• _Exercise task_: Write the entries out again exactly as they stand, but without the pictures.

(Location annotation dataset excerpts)
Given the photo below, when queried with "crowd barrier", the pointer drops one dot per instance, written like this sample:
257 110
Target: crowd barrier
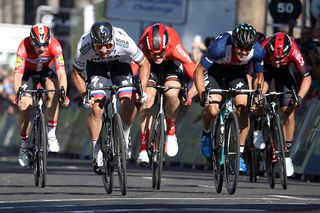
73 136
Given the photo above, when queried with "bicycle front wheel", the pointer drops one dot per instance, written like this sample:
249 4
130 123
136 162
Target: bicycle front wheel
158 151
120 151
278 140
231 152
217 163
106 148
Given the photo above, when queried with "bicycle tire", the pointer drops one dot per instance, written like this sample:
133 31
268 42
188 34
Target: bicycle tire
231 152
120 151
270 164
43 152
278 140
35 141
157 161
106 148
217 168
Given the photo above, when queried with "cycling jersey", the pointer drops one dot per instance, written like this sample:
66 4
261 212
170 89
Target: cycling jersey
220 52
174 50
27 59
124 50
294 56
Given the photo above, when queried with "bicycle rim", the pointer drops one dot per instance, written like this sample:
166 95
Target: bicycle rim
232 153
35 135
43 151
278 140
106 148
157 161
120 145
217 168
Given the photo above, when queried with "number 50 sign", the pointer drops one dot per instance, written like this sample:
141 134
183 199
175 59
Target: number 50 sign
282 11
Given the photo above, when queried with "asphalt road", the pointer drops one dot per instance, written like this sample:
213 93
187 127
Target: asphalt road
73 187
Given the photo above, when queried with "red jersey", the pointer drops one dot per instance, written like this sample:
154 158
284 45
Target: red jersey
294 56
27 59
174 51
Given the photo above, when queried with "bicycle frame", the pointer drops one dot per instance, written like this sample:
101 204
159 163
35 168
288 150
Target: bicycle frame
226 144
39 132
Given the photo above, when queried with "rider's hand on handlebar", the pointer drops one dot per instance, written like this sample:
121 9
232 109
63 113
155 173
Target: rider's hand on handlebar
143 98
66 102
297 102
87 103
187 102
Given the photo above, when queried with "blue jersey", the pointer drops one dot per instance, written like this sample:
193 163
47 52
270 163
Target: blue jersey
220 52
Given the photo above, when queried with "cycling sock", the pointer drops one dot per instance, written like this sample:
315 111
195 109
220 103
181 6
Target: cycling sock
241 149
288 147
52 126
207 131
95 148
257 123
171 126
144 139
24 141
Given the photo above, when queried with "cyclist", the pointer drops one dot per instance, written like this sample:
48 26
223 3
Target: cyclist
162 46
106 51
281 52
228 58
35 55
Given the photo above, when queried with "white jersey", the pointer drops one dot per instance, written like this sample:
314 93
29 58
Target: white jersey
125 50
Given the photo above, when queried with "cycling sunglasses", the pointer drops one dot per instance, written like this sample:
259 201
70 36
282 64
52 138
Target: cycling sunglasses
40 44
242 51
158 55
108 46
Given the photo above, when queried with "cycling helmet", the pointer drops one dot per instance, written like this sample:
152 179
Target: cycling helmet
279 45
157 38
40 35
244 36
101 32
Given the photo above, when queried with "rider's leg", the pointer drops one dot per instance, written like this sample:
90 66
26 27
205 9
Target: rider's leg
52 112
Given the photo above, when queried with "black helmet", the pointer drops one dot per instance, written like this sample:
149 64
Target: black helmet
244 36
101 32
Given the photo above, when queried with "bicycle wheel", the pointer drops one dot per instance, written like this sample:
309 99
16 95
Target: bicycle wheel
43 154
120 151
231 152
157 156
34 139
106 148
217 165
41 143
269 159
278 140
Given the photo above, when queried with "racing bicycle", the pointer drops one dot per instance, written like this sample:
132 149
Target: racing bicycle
226 139
39 132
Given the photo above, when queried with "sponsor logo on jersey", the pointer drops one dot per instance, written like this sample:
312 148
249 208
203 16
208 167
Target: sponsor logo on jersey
60 60
183 53
19 62
122 43
85 48
299 57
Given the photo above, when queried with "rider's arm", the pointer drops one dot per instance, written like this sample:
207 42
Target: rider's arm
199 80
297 58
78 81
144 73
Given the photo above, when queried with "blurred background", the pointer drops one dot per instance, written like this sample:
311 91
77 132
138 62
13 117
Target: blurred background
197 22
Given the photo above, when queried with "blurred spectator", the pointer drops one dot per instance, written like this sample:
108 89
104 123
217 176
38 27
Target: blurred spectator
198 48
7 96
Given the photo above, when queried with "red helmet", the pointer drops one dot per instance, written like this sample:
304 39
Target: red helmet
40 35
279 45
157 38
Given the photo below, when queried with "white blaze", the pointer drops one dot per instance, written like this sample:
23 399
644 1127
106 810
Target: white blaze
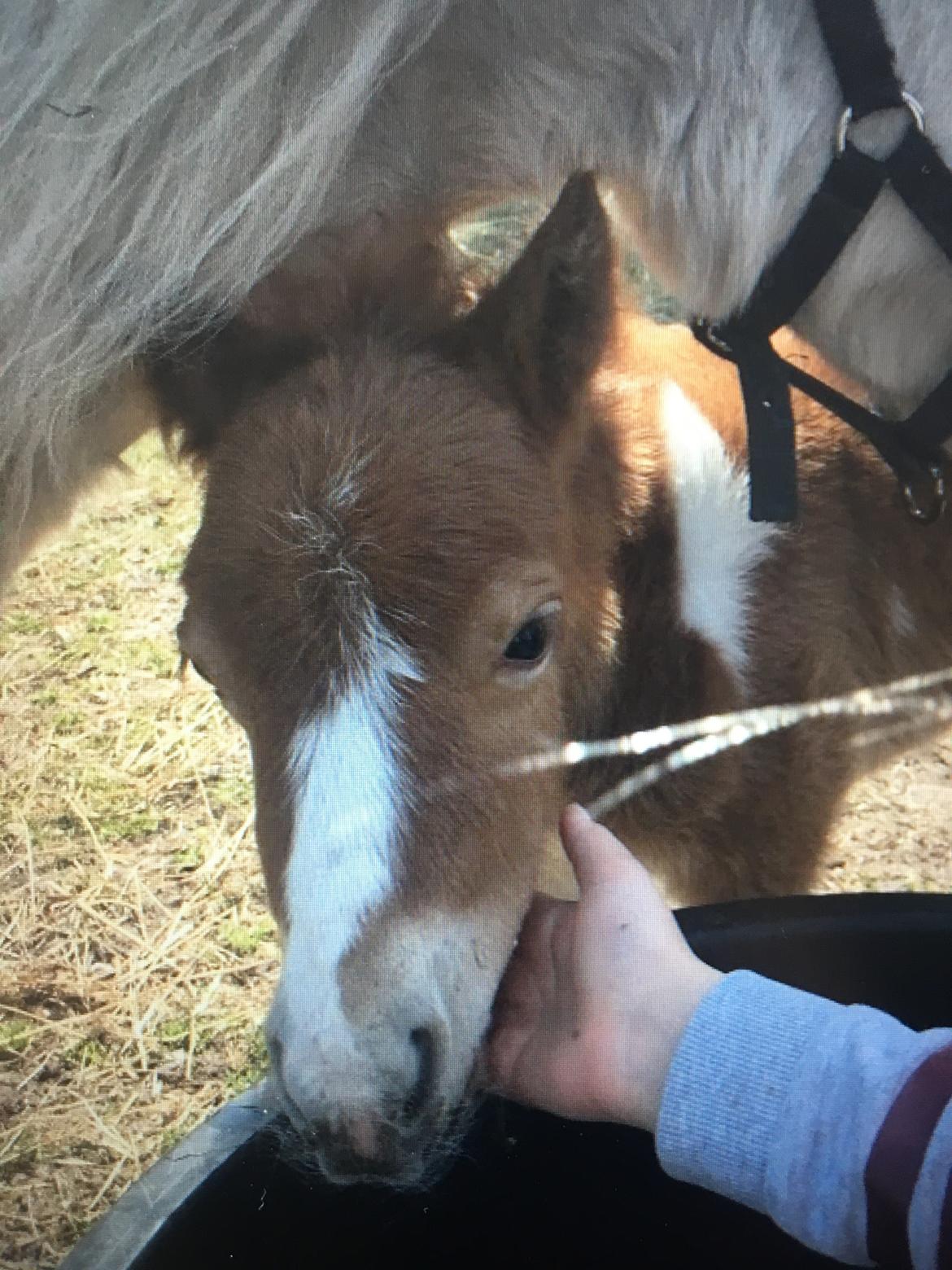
718 545
348 799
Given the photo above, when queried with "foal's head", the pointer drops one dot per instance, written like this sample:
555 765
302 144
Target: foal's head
399 587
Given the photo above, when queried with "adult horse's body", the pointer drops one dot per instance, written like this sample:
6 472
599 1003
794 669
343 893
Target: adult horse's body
437 541
158 164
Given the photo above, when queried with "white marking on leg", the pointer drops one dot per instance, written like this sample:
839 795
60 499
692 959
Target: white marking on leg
902 617
349 799
718 545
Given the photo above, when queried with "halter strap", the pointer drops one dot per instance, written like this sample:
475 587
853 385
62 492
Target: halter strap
863 64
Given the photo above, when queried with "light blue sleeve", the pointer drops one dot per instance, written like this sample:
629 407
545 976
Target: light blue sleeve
775 1097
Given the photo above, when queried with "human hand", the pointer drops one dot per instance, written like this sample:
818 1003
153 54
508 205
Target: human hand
598 992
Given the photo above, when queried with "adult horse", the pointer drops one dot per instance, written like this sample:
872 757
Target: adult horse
159 163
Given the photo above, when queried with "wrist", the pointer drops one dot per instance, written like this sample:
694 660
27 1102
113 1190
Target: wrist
655 1033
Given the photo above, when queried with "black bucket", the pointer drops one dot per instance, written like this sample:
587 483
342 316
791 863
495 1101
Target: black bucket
530 1189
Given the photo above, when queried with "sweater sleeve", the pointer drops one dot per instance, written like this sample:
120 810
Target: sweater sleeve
834 1120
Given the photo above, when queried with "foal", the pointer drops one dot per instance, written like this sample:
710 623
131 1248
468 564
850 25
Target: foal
437 540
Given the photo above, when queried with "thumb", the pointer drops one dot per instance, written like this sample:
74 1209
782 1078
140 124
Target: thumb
594 851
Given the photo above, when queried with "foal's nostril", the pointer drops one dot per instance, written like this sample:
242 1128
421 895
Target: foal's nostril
426 1047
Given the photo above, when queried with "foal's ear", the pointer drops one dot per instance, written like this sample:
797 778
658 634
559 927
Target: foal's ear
202 380
548 319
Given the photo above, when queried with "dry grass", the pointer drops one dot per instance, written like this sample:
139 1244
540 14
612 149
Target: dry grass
136 952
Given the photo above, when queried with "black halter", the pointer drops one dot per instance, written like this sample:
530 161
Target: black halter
863 63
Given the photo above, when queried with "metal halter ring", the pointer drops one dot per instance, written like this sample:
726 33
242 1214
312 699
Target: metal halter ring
929 512
847 118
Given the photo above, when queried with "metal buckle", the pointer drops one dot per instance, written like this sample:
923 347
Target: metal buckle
927 514
847 118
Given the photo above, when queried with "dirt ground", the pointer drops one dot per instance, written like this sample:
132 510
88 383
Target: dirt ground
136 952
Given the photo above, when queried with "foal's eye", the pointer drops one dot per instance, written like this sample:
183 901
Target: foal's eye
533 639
530 642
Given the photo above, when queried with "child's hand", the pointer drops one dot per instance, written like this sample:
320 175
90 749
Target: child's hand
598 992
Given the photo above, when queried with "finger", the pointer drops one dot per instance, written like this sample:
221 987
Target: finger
594 851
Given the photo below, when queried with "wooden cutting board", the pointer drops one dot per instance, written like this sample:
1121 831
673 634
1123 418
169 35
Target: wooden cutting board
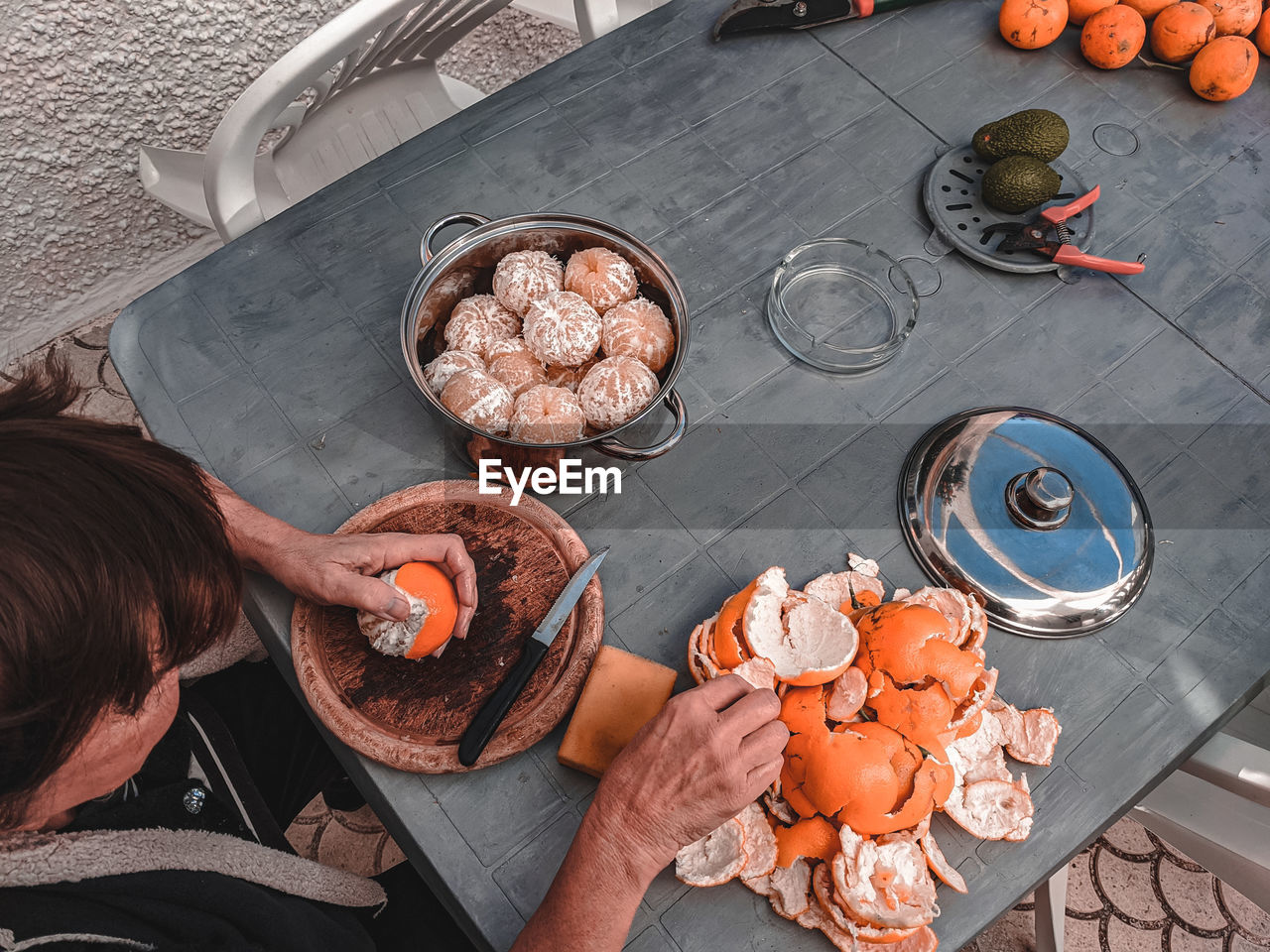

• _Written response_:
Given the photo below, when queried with "crowd barrier", the pointer drops one dot per instance, written like this sample:
257 110
Target: crowd barrier
73 136
Given the photo above, when queried with "bicycle front wheel", the pointer drops one dot per instance, written like this sample:
249 4
130 123
136 162
Target: bicycle front wheel
158 151
120 151
278 140
231 152
217 163
106 148
Given the photo above, when queried with "bicycle tire", the pointer drops one dot per instance, written like this sample:
133 31
268 42
188 34
Target: bicycle tire
231 152
120 151
270 164
43 152
278 140
35 141
157 161
106 148
217 168
Given the photo above, when queried with "cycling jersey", the pointer drops one dot per instance, written like this sample:
66 4
261 212
170 89
Target: cycling jersey
220 52
174 50
27 59
124 50
294 56
Given the photo above, when queried with "bicycle rim", the pointer drops one dot per instance, written like this sample:
166 95
Target: bicycle rim
232 153
35 135
43 151
278 140
106 148
157 161
120 145
217 168
Given the photo above, when queried with "number 50 sign", the pointer drops one dot per instance, written like this sample:
141 134
183 199
175 59
Target: number 50 sign
282 11
Given the photo above, when queried with "asphalt road", the pointer drops one dot per instance, written like this sample:
213 93
187 127
Target: asphalt road
73 187
Given the photo above, when queried with "red jersey", the pointer drops one dot per instance, written like this sample:
154 158
284 45
Target: red jersey
294 56
27 59
174 51
Given the photo above, when queried with "bicycle frame", the pointer drops one dot per instance, written like this sample:
101 204
159 163
35 168
288 150
Target: bicycle frame
226 144
39 132
Given the photo above, when queried with "rider's hand on handlebar", the pointer drops one dot per instance, written like this sample:
121 9
232 109
63 113
155 173
Target: rider's hand on handlebar
143 98
66 102
297 102
87 103
187 102
Given the photo above, when queried with "blue jersey", the pointer drops one dot per instance, written like this sample:
193 163
47 52
270 163
Target: blue jersey
220 52
Given the photo above, when queried with "cycling sock", the pointer drops one dot per instance, written like this sample:
315 111
195 109
220 103
181 6
Target: cycling sock
241 149
288 147
52 126
207 131
95 148
257 123
171 126
144 139
24 141
Given the photo above, when queried with "cyclist", the pointer drops one dot per instance, written like this sample:
48 26
223 3
Target: cyclist
162 46
106 51
281 52
228 58
35 55
Given the photo above, when queried with "white jersey", the pointer drops one dot per instance, written like this sample:
314 93
29 58
Target: white jersey
125 50
Given the photo above, when queried with "cycling sunglasses", the pointer drops one dot per instance, written like this sample:
259 201
70 36
282 64
52 138
Target: cycling sunglasses
40 44
242 51
158 55
108 46
Given the photo above, when queried with "cycling helmet", the pointer drops one dot per instance, written like this sample:
152 179
Target: cycling helmet
279 45
157 38
40 35
244 36
101 32
Given the photo above, when queried with "rider's leg", the pointer drops one dot per instance, written like this sample:
90 66
26 27
205 9
Target: rider's leg
52 112
Given the photo above, when queried with "black helmet", the pointer drops one dot per instance, written like this sample:
149 64
Target: black helmet
244 36
101 32
Given the photo above, when queried with "bicycle wheel", the pointer drops one dot per instance, written like this sample:
309 99
16 95
Target: bicycle wheel
43 154
120 151
231 152
157 156
34 139
106 148
217 165
41 143
269 159
278 140
Given the photo above, when queried with "racing bicycle", the pointer drops one dot per instance, written like this sample:
132 149
Target: racing bicycle
226 139
39 132
Given the photo above, when queried with "sponsor logo on jersey", the pointer drops one dot per instance, written like this sample:
312 148
249 208
203 16
208 167
Target: sponsor logo on jersey
60 60
183 53
19 62
122 43
85 48
299 57
Given the photo above, when queried with "rider's arm", the pointer drops one dot per instance, written like this sample:
207 42
Target: rider's arm
199 80
297 58
78 81
144 73
Given the photo above, when queried with "blurred background", the pointer drops one dot per instance, written like this sample:
311 91
77 132
138 62
13 117
Target: blurred background
197 22
Given the photo above, when queried with "blurred spectator", the pointer drops one dot per instance, written like this sample:
108 89
104 123
217 176
38 27
Target: blurred spectator
198 48
7 96
Given the photo above, when queried with "red helmet", the pointer drops one dot per instance, written like this sample:
304 39
Target: red helmet
40 35
279 45
157 38
Given the photo below, when queried with "white blaze", the pointer drops one dot per instance, written like this sample:
23 399
644 1127
106 810
Target: white blaze
718 545
348 799
Given the photo above, when queried with "foal's head", the pointer drops one dot per instance, written like this sample:
555 765
302 144
Target: foal's head
399 587
Given the photo above, when queried with "adult horse's body", the pointer drops one dot per instance, written like this sample:
6 472
599 1003
794 669
343 893
Target: adult horse's body
437 541
158 164
Given the photo above, when queried with "white marking on leg", the pointer drops one dot per instance, written like this sample:
839 795
60 499
692 959
Target: white marking on leg
902 617
349 799
718 545
Given the photo above, when queried with "halter strap", the pointer drops one dot per instance, written like this sample:
475 587
853 385
62 492
Target: halter strap
863 64
Given the photo above, when queried with "light blue sleeve", the pointer drops one dot per instance, written like this sample:
629 407
545 976
Target: light blue sleeve
775 1097
Given the photo above, when queried with "human hand", the pointer drops one dot per instance, written like this sample:
818 1003
153 54
508 205
Target: human hand
598 992
Given the photo above, when queried with "adult horse", the pointer drops one dot per instance, written like this sample:
872 757
Target: adult horse
159 163
Given the photo above, when queried with "wrist", the pointer drops one dot per instance, written like this sample:
694 660
27 1102
113 1190
Target: wrist
655 1033
Given the photo above, when queried with "black bucket", the pointer drops one dot per instance, written like this sample:
587 483
342 316
791 863
495 1101
Target: black bucket
530 1189
Given the photo above, when queried with "sweater sleeve", the pointer drops one dot per instance, written like this sample:
120 810
Target: sweater sleeve
834 1120
Given the photo above, when queried with "foal", the pointer drops one dot per instance, written like this sample:
710 623
131 1248
468 564
850 25
Target: foal
437 540
Given the photo above, when queried with "thumb", the pointer drops one dot per instance, written like this sample:
74 1209
782 1078
140 124
Target: thumb
594 851
Given the photo above, when queried with "foal's nostril", the pointer drops one dot per instance, written like this sample:
242 1128
421 895
Target: foal's nostril
426 1047
Given the photo above, when queried with "foal's ear", the pointer drops one dot per instance, written like this sample:
797 778
658 634
559 927
Target: foal's ear
202 380
548 319
Given the photo above, when queried with "dry grass", the pointer drops one dot per instance, written like this sample:
139 1244
540 14
612 149
Target: dry grass
136 952
Given the photo above, when queried with "black halter", the pointer drops one dot per instance, written like this sample:
530 161
Target: black halter
863 63
Given the photo above, when queried with "metal halter ring", the pointer drops one dot per instance, written like this sample:
726 33
242 1214
312 699
Target: metal halter ring
929 512
847 118
Given the photo above, when queried with "metal buckle", the pointer drops one dot per instance, written like this sample:
923 347
Target: metal buckle
927 514
847 118
Given the photo above, when queried with "dirt ground", the pointer drops one dot per instance, written like this sample:
132 510
88 383
Target: dirt ground
136 952
Given the photo above, when queried with "foal's eye", the pointer drops one dot per instance, written like this sample:
183 901
Target: foal's eye
533 639
530 642
Given the photo above, when queried with "child's hand", the pointer drops one dot per instance, written like this sample:
320 175
90 749
Target: child's hand
598 992
Given the photo above, when queried with "finger", the pointer drops one dot per instance, written like this sample:
221 987
Target: finger
594 851
Given the photo below, when queried with "wooden cutting board", the pointer drops one dot per instance, written like this sample:
1121 831
673 634
1123 418
169 35
Target: wooden cutting board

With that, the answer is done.